Reading text »
This news story originally provided by The
Captain of industry
By MICHAEL BROWNING, Managing Editor
It's a long road from Delorme, W.Va., to the top of corporate America, but one Mingo County native made the journey and has found that hard work does pay off.
Don L. Blankenship is currently president, chief executive officer and chairman of the board of Massey Energy Company. With 2001 sales of more than $1.2 billion dollars, Massey Energy is the fifth largest coal company in the United States.
Blankenship, who started with Massey Energy at Rawl Sales in Sprigg, worked his way up to head what is now the 950th largest corporation in America.
Born on March 14, 1950, in Stopover, Ky., just across the river from his home in Delorme in Mingo County, Blankenship is a native of Central Appalachia. After graduating from Matewan High School, he attended Marshall University in Huntington, where he earned a degree in accounting in 1972.

Record extracts »
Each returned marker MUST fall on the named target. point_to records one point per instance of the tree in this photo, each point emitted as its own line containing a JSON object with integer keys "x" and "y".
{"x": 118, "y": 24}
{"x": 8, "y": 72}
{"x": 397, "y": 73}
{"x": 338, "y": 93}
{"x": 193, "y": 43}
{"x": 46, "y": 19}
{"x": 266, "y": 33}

Instructions »
• 1. Repeat the entry about locating each tree word for word, along with all of its coordinate lines.
• 2. Carry on the news story about Don L. Blankenship, starting after its final sentence.
The news story about Don L. Blankenship has no connection to the entry.

The results »
• 1.
Each returned marker MUST fall on the named target. point_to records one point per instance of the tree in this photo, each point emitted as its own line containing a JSON object with integer keys "x" and "y".
{"x": 118, "y": 24}
{"x": 8, "y": 72}
{"x": 397, "y": 73}
{"x": 338, "y": 93}
{"x": 193, "y": 43}
{"x": 46, "y": 19}
{"x": 266, "y": 33}

• 2.
Blankenship said he's writing a book on his life experiences. That book will most likely contain his philosophy that prevents him from saying what people want to hear. He said he tells it like it is.
Very outspoken on several state issues, Blankenship takes no prisoners and calls them like he sees them. He said his stern positions on issues such as permitting and coal truck weight limits sometimes makes him unpopular.
"I don't do real well at being politically correct," Blankenship said. "I'm more likely to try to be correct than politically correct because I know that being politically correct may get you through the day, but being correct should get you through life."
Blankenship said sometimes it's hard for people to discern when he's speaking as a West Virginian and when he's talking as a company executive.
"I've been accused of being very outspoken," he said. "Sometimes I think I might be more outspoken than others might be because I am a West Virginian and I think that entitles me to be an outspoken president. It's hard to tell when I'm speaking as the CEO of Massey Energy or as a frustrated West Virginia citizen.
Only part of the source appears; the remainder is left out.